— Start of Text extract —

Studies like these offer valuable insights into typologies of ontology engineering contributions, levels of engagement with specific technical features, common tool usage or ontology editing patterns. Our work complements them by taking an overarching view of the collaborative process, focusing more on how interactions within the ontology community are instigated. Our main data sources are interactions of community members carried out via emails and GitHub, rather than system logs, which capture less immediate forms of collaboration. Our work thus aligns with earlier efforts such as DILIGENT [18], which annotated structured discussions using Rhetorical Structure Theory (RST) concepts to automatically detect inconsistencies and resolve conflicts, and Cicero [3], a Semantic MediaWiki extension focusing on decision support through discussions. While these previous works have not been extensively tested, they share similar aims to our study. Comparatively, we use observational data from emails and GitHub discussions from a real-world, successful ontology community, schema.org.

2.2 Collaborative Coding with GitHub

GitHubFootnote 3 is an open-source code repository that facilitates collaboration and revision control in technical projects. Developers can create project branches to work on different functionality, push and pull code updates, and clone repositories for direct usage or re-purposing. GitHub is more than a distributed version control system (DVCS). It contains advanced functionality of a social network platform: users have public profiles detailing their involvements in GitHub projects. Developers can have discussions about project progress and raise and comment on project issues; which can be branched into different threads [14]. As GitHub-style platforms entered the mainstream, researchers started analysing how they are used and which factors make projects and communities successful. Earlier work by Duncheneaut [4] hypothesized that group open-source projects involve complex social structures. Forums like GitHub with developer profiles mean that users can view other users’ profiles and judge their coding abilities from their publicly available code before working with them. Similarly, new developers looking to join collaborative projects can assess the skills and contributions of other members from previous releases to estimate expected contribution [26]. Behavior and expectations adapt as newcomers become more familiar with a project. They may start by joining group discussions or building up a presence for themselves [28]. Their involvement evolves, both in volume and type of contribution and similar to other participatory platforms, a share of the community is made of “lurkers”, people who observe projects without actively participating [26].

— End of Text extract —

## Written instruction 1
Reproduce the related-work passage above in full, word for word.

— Start of Materials provided —

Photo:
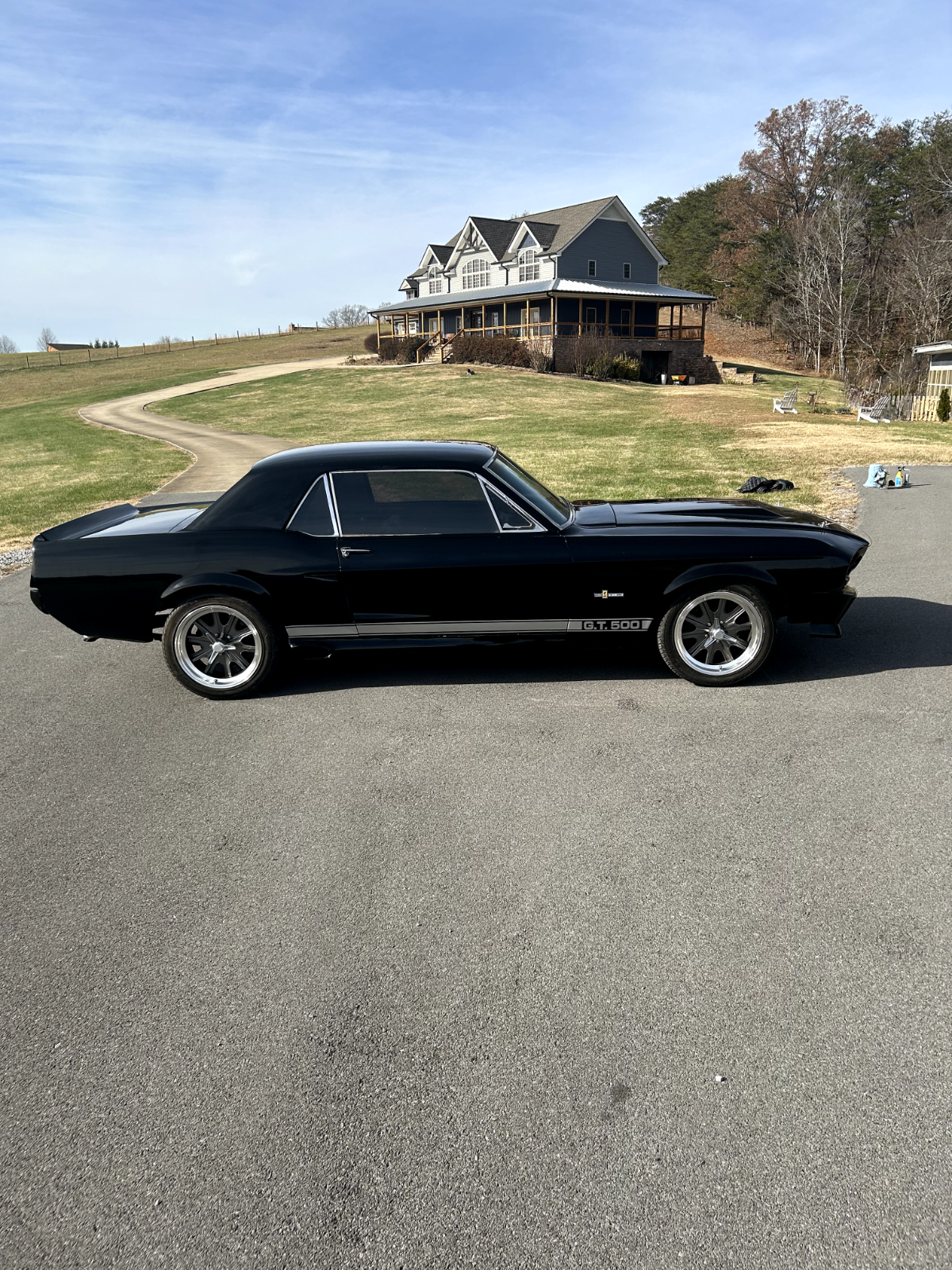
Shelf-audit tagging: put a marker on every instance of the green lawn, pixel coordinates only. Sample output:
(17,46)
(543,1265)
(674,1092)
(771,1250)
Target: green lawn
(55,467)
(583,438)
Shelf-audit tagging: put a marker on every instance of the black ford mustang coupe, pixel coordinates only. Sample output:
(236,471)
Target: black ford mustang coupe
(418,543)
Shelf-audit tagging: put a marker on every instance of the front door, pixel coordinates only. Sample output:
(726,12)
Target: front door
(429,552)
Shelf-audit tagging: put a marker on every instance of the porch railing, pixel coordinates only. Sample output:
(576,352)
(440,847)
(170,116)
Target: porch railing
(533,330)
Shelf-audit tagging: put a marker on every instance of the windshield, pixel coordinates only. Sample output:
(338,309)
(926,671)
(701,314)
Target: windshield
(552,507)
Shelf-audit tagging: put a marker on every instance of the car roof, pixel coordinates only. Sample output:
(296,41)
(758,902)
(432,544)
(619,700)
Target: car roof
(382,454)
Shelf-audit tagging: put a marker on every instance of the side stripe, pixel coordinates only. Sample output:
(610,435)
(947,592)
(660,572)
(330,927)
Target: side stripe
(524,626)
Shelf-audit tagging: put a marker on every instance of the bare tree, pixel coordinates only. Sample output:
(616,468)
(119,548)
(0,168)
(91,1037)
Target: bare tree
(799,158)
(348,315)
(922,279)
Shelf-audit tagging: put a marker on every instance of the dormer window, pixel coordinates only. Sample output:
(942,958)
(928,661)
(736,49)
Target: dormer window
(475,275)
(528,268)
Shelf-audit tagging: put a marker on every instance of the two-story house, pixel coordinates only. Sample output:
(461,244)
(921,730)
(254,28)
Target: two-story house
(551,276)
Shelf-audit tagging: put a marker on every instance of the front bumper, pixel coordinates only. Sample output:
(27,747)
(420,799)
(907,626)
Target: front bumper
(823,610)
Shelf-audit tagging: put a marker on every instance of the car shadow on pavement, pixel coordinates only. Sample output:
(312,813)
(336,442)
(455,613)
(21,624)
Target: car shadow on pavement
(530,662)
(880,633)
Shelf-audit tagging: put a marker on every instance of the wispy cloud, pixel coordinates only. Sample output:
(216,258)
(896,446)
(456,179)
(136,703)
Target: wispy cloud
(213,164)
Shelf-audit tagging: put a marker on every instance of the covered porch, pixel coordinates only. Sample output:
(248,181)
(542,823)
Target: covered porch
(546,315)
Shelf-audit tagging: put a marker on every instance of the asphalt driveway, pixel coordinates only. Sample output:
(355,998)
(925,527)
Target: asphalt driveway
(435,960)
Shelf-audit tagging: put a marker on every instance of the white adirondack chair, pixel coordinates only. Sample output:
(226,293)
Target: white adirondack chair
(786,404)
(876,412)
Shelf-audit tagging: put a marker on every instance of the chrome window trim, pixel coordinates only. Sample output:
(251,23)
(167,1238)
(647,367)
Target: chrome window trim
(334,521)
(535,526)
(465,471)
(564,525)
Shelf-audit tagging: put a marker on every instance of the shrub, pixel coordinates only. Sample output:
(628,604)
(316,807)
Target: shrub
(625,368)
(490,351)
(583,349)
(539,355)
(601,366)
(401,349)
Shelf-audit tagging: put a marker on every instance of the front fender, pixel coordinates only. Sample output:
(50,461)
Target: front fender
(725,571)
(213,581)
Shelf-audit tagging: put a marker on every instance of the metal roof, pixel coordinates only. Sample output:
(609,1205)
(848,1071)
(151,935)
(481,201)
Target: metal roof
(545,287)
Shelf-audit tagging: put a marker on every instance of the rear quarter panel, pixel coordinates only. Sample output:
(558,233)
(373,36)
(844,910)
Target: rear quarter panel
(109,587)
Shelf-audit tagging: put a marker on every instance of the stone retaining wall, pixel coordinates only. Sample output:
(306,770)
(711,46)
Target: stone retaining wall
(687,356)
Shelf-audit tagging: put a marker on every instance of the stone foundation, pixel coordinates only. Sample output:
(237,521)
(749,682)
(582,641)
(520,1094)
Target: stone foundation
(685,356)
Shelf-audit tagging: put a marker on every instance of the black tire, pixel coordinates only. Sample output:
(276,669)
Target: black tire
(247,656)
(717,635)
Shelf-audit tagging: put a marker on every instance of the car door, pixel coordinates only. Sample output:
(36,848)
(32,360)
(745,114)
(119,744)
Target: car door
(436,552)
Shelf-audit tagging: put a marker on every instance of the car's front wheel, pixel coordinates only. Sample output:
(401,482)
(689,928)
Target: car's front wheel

— End of Materials provided —

## Written instruction 2
Rewrite the entry lines as a Markdown table with the columns Row and Entry line. Start with the line that contains "black tire, pixel" and go on through the last line of the entries, leaving out blank lines.

## Full solution 1
Studies like these offer valuable insights into typologies of ontology engineering contributions, levels of engagement with specific technical features, common tool usage or ontology editing patterns. Our work complements them by taking an overarching view of the collaborative process, focusing more on how interactions within the ontology community are instigated. Our main data sources are interactions of community members carried out via emails and GitHub, rather than system logs, which capture less immediate forms of collaboration. Our work thus aligns with earlier efforts such as DILIGENT [18], which annotated structured discussions using Rhetorical Structure Theory (RST) concepts to automatically detect inconsistencies and resolve conflicts, and Cicero [3], a Semantic MediaWiki extension focusing on decision support through discussions. While these previous works have not been extensively tested, they share similar aims to our study. Comparatively, we use observational data from emails and GitHub discussions from a real-world, successful ontology community, schema.org.

2.2 Collaborative Coding with GitHub

GitHubFootnote 3 is an open-source code repository that facilitates collaboration and revision control in technical projects. Developers can create project branches to work on different functionality, push and pull code updates, and clone repositories for direct usage or re-purposing. GitHub is more than a distributed version control system (DVCS). It contains advanced functionality of a social network platform: users have public profiles detailing their involvements in GitHub projects. Developers can have discussions about project progress and raise and comment on project issues; which can be branched into different threads [14]. As GitHub-style platforms entered the mainstream, researchers started analysing how they are used and which factors make projects and communities successful. Earlier work by Duncheneaut [4] hypothesized that group open-source projects involve complex social structures. Forums like GitHub with developer profiles mean that users can view other users’ profiles and judge their coding abilities from their publicly available code before working with them. Similarly, new developers looking to join collaborative projects can assess the skills and contributions of other members from previous releases to estimate expected contribution [26]. Behavior and expectations adapt as newcomers become more familiar with a project. They may start by joining group discussions or building up a presence for themselves [28]. Their involvement evolves, both in volume and type of contribution and similar to other participatory platforms, a share of the community is made of “lurkers”, people who observe projects without actively participating [26].

## Full solution 2
| Row | Entry line |
|---|---|
| 1 | Shelf-audit tagging: put a marker on every instance of the black tire, pixel coordinates only. Sample output: |
| 2 | (276,669) |
| 3 | Target: black tire |
| 4 | (247,656) |
| 5 | (717,635) |
| 6 | Shelf-audit tagging: put a marker on every instance of the car door, pixel coordinates only. Sample output: |
| 7 | (36,848) |
| 8 | (32,360) |
| 9 | (745,114) |
| 10 | (119,744) |
| 11 | Target: car door |
| 12 | (436,552) |
| 13 | Shelf-audit tagging: put a marker on every instance of the car's front wheel, pixel coordinates only. Sample output: |
| 14 | (401,482) |
| 15 | (689,928) |
| 16 | Target: car's front wheel |